Image-grounded pointing data:
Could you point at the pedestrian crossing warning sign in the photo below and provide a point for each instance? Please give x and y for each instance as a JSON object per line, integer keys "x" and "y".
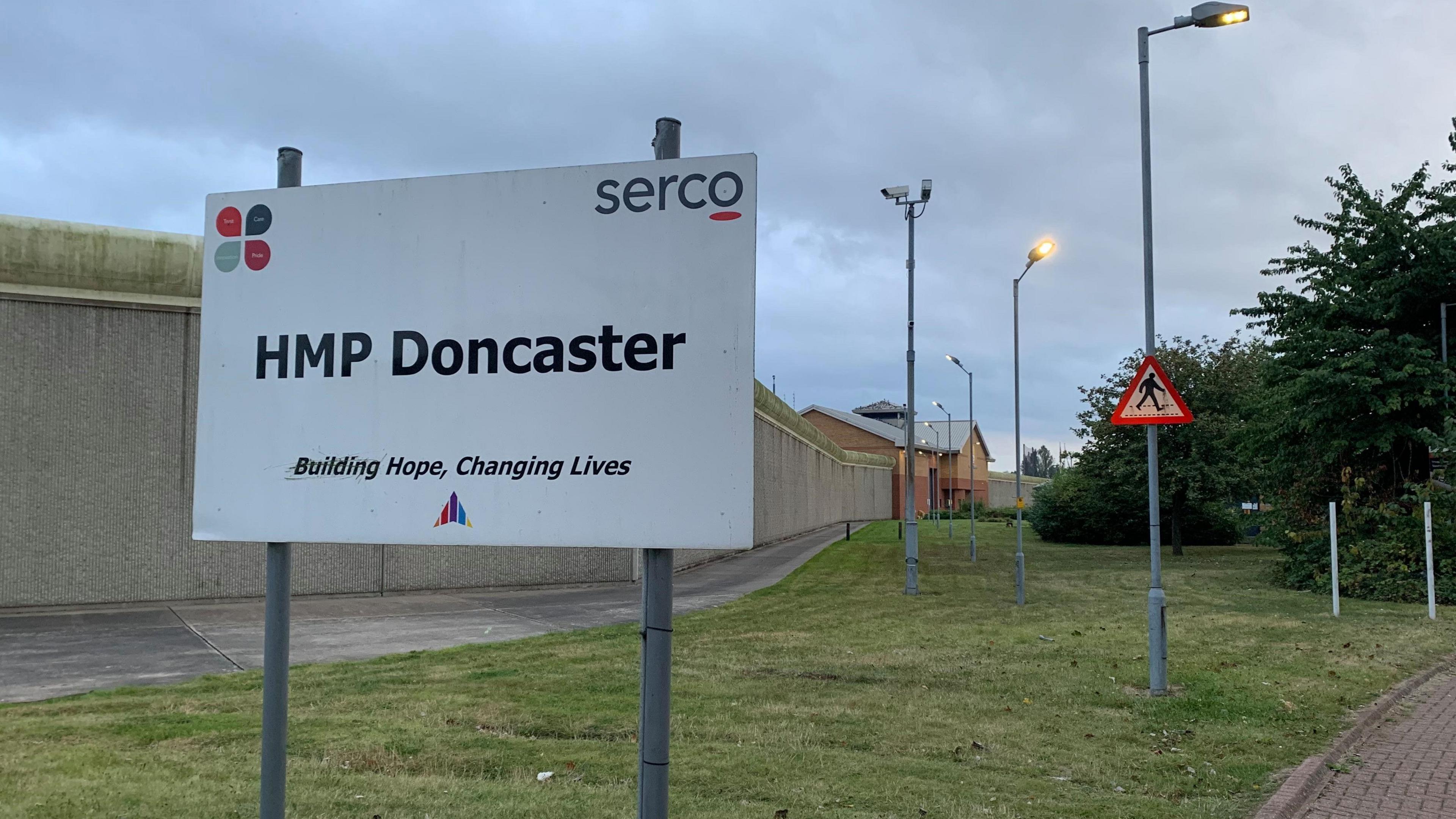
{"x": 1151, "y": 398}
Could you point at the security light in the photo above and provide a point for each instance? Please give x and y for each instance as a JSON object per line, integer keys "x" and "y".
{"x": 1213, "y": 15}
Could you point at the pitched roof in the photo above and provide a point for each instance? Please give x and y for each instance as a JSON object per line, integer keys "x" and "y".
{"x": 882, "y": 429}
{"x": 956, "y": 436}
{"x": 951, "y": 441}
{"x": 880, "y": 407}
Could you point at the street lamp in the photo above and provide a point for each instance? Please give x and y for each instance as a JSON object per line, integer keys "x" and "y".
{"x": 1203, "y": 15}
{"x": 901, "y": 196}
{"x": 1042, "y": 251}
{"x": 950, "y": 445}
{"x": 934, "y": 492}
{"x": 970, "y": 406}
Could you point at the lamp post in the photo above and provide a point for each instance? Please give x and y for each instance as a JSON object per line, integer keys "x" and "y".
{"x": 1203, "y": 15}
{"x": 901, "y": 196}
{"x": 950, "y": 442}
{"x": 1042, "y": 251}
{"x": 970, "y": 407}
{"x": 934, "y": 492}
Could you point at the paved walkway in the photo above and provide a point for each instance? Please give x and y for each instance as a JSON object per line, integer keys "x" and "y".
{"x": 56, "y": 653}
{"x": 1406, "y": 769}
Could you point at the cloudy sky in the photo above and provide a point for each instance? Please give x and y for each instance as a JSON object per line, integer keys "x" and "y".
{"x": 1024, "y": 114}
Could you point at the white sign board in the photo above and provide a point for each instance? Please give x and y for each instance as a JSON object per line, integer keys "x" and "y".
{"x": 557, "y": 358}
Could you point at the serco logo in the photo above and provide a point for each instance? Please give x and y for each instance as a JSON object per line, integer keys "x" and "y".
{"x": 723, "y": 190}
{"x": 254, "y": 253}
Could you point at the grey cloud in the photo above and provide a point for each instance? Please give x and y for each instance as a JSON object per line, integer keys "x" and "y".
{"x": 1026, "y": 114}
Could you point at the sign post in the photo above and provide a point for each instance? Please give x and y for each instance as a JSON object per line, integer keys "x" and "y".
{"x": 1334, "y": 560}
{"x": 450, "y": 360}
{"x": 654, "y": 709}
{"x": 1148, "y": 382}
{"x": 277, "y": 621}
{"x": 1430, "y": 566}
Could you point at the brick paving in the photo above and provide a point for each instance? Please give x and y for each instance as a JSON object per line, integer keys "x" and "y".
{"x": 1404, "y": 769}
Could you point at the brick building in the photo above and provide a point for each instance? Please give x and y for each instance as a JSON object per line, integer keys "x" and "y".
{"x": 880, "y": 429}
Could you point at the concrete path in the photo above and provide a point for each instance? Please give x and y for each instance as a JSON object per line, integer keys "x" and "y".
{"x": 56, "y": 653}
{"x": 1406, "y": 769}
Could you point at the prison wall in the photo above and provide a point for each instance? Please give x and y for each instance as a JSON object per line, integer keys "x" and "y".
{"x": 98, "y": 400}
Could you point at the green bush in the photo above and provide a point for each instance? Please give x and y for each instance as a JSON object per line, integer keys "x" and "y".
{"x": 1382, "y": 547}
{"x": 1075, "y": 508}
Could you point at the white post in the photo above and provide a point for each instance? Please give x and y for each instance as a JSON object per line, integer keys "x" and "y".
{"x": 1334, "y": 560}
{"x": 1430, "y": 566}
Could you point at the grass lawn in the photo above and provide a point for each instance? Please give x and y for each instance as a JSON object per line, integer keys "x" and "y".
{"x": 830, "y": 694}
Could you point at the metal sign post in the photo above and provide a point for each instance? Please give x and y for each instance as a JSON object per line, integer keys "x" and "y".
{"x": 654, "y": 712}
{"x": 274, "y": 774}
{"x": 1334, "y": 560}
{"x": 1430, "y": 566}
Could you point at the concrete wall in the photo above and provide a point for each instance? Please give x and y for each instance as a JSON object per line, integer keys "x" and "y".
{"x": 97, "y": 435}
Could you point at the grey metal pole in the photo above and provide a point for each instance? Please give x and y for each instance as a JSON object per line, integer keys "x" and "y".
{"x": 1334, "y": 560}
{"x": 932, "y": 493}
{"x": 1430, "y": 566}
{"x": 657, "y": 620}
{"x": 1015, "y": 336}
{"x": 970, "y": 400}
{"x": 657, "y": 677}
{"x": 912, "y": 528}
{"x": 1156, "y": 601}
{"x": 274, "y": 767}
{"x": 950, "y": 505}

**TASK TO COMPLETE**
Write out the data once more exactly, omitting the pictures.

**SOLUTION FOR THIS TASK**
Could you point at the pedestrian crossing warning sign in the photo below and provide a point for each instance? Please give x and y for each instance as a JSON object per line, integer keys "x" and "y".
{"x": 1151, "y": 398}
Could you point at the security light in the photo above and provide a point for each instance? Please give x and y for each instance as a JSON object per line, integer keys "x" and "y".
{"x": 1213, "y": 15}
Could you point at the pitched roof in the photo above and provide a point for each instance? Please give x and y for each instance as a JSON object per line, integer keys "x" and "y".
{"x": 882, "y": 429}
{"x": 956, "y": 436}
{"x": 951, "y": 441}
{"x": 880, "y": 407}
Could you point at the street lamp in the photo above and provide a point for each instance? Please give x and y for each instance as a JSON object per line, integer keys "x" and "y".
{"x": 1203, "y": 15}
{"x": 901, "y": 196}
{"x": 1042, "y": 251}
{"x": 950, "y": 445}
{"x": 934, "y": 492}
{"x": 970, "y": 406}
Could you point at the lamp post in the photo above and provide a point for each instance? Please give x and y for each instance as a JSON object per line, integer keys "x" and "y".
{"x": 1203, "y": 15}
{"x": 901, "y": 196}
{"x": 950, "y": 442}
{"x": 1042, "y": 251}
{"x": 970, "y": 407}
{"x": 934, "y": 492}
Could you point at the paved walkway in the photo above and provide a point for each instance? Please give x and y for each instance as a JSON object per line, integer keys "x" and "y".
{"x": 56, "y": 653}
{"x": 1406, "y": 769}
Could you point at the cloudy sky in the photo above and provide a point for each instance? Please give x and y for each instance as a JSON object per line, integer keys "x" and "y".
{"x": 1024, "y": 114}
Could you point at the white sign board in the photo above and provide a point for each instance? Please give x and y for each instance as a JSON object per line, integer keys "x" and "y".
{"x": 557, "y": 358}
Could you point at the serco logo in the photo above and provide a point for each instance? Please give x and y for each instance as a JSON object per line, integer keys "x" and "y".
{"x": 723, "y": 190}
{"x": 254, "y": 253}
Could you point at the grey cloud in the photo above and provide a point for each instance? Please give x and y for each instance as a JSON object per line, integer keys "x" and "y".
{"x": 1026, "y": 114}
Could you point at the sign post in the photo above and provide a point for each instance? Please give x and y for each instance as a JSON object per line, integer keys "x" and "y".
{"x": 1334, "y": 560}
{"x": 450, "y": 360}
{"x": 654, "y": 709}
{"x": 1148, "y": 382}
{"x": 277, "y": 621}
{"x": 1430, "y": 566}
Could you point at the brick paving in the photo above and provide a point for each instance? Please give x and y for each instance as a JSON object per line, integer keys "x" and "y".
{"x": 1404, "y": 769}
Could you point at the brick building in the photo above and provide a point for each instance? Please give x and y for each instance as a JSON object per line, integer keys "x" and "y".
{"x": 880, "y": 429}
Could you point at the concrete path in the photo above and provide a point for each instance? Please give x and y for each instance as a JSON object per line, integer keys "x" and "y".
{"x": 56, "y": 653}
{"x": 1406, "y": 769}
Could you point at the prison wall in the photo above and provide a point for each instance? Please give x and y for each instance as a JSON object per line, integer keys "x" and "y".
{"x": 98, "y": 400}
Could you point at the green bush in the photo above and provide a point for each instance? Please give x and y for each instance as a JSON object per line, integer keys "x" and "y".
{"x": 1382, "y": 547}
{"x": 1075, "y": 508}
Could you point at the white post in the photo above and provide a point for each instance? Please give x and y for each instance as a JSON object per line, integer keys "x" and "y".
{"x": 1334, "y": 560}
{"x": 1430, "y": 566}
Could you point at the grass lawn in the photo above and provide a point for each instance? Please give x and y for each instance as a JSON object per line, integer keys "x" and "y".
{"x": 830, "y": 694}
Could you point at the metal sign post in the photo above and provide a point for each instance? Please give x and y for each instance as a JSON object per line, integer keys "x" and "y".
{"x": 654, "y": 712}
{"x": 274, "y": 774}
{"x": 1334, "y": 560}
{"x": 1430, "y": 566}
Could you point at the concrete wall in the photo above and provide a point for each instance? Please give x and y for each instance as a JSON object per line, integer keys "x" and "y".
{"x": 97, "y": 435}
Could you point at the grey metal pole in the photo above and provide a point for each instance? Please give x and y for each instance as a JSON object per line, integer keys "x" and "y".
{"x": 1334, "y": 560}
{"x": 932, "y": 493}
{"x": 1430, "y": 566}
{"x": 657, "y": 620}
{"x": 1015, "y": 336}
{"x": 970, "y": 400}
{"x": 657, "y": 677}
{"x": 912, "y": 528}
{"x": 1156, "y": 601}
{"x": 274, "y": 767}
{"x": 950, "y": 505}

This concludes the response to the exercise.